> [PÁGINA]
'''

Ideias para Debate

Thursday, April 21, 2005

Debate

Apesar de o meu amigo Teixeira ter receio de que estes textos do Elísio Macamo se transformem em regras obrigatórias do blog, vou continuar a publicá-los porque me parecem extraordinariamente pedagógicos.
A propósito, lembro o que alguém uma vez me disse sobre o Picasso. Segundo essa pessoa o grande pintor espanhol, na sua juventude, estudou a fundo a pintura dita clássica e só quando dominou as suas tecnicas se sentiu abalisado para as começar a subverter.
Para muitos de nós é ainda útil que nos ensinem as tecnicas clássicas do debate.
Aqui vai mais um texto:

A Renamo é um partido político (4)

Veja se nota a diferença entre estas três afirmações: (i) a Renamo é um partido político; (ii) a Renamo não presta; (iii) a Renamo tem que ser apoiada.
Quando pedi a uma das minhas filhas para me dizer se notava alguma diferença entre estas três afirmações ela disse-me, enigmaticamente, que só uma é que era correcta. Não me disse qual delas.
A verdade, contudo, é que cada uma destas afirmações é uma conclusão. Trata-se, todavia, de conclusões de natureza completamente diferente. Essa diferença tem implicações para a forma como as avaliamos. A primeira conclusão é factual, a segunda normativa e a terceira é uma recomendação. Portanto, temos factos no primeiro caso, valores no segundo e recomendações no terceiro.
É natural que haja diferenças na avaliação de cada uma destas conclusões. Todos nós sabemos que contra factos não há argumentos, que gostos não se discutem e que o que deve ser feito deve ser feito. A questão que se coloca, portanto, é de saber se os factos são sólidos, como se justifica o juízo de valor sobre uma determinada coisa e porque se deve fazer o que deve ser feito.
Vamos por pequenos passos.
Neste artigo vamos avaliar as conclusões factuais. Nos dois seguintes apreciaremos as conclusões normativas e as que fazem recomendações, respectivamente.
A Renamo é um partido político. Porque é que esta conclusão é factual? Simples, ela é factual porque estabelece um facto, isto é afirma o que existiu, existe ou existirá e, sobretudo, apoia-se em informação factual que pode ser verificada. A verificação pode ser por meio de estatísticas ou do testemunho duma autoridade. A expressão “contra factos não há argumentos” quer dizer mesmo isso. É fácil chegar a acordo sobre constatações como “isto é uma árvore”, “está a chover”, “ontem houve inundações no Save”, “a província de Nampula é a mais populosa de Moçambique”, etc.

'''

> [LISTA DE TAREFAS]
(1) Responda com base na página:
(a) De quem são os textos que o autor vai continuar a publicar?
(b) Segundo o que alguém disse ao autor, que pintura estudou Picasso a fundo na juventude?
(c) Que província é indicada como a mais populosa de Moçambique?
(2) Troque "pedagógicos" por "instrutivos" no trecho da página que vai de "Apesar de o" até "começar a subverter." e apresente o trecho alterado.

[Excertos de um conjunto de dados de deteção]
'''

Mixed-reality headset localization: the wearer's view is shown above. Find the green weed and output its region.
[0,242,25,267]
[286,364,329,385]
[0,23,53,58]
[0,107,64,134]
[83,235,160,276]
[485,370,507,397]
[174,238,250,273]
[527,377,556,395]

'''

> [PROBLEMAS RESOLVIDOS]
(1)
(a) De Elísio Macamo.
(b) A pintura dita clássica.
(c) A província de Nampula.

(2)
Apesar de o meu amigo Teixeira ter receio de que estes textos do Elísio Macamo se transformem em regras obrigatórias do blog, vou continuar a publicá-los porque me parecem extraordinariamente instrutivos.
A propósito, lembro o que alguém uma vez me disse sobre o Picasso. Segundo essa pessoa o grande pintor espanhol, na sua juventude, estudou a fundo a pintura dita clássica e só quando dominou as suas tecnicas se sentiu abalisado para as começar a subverter.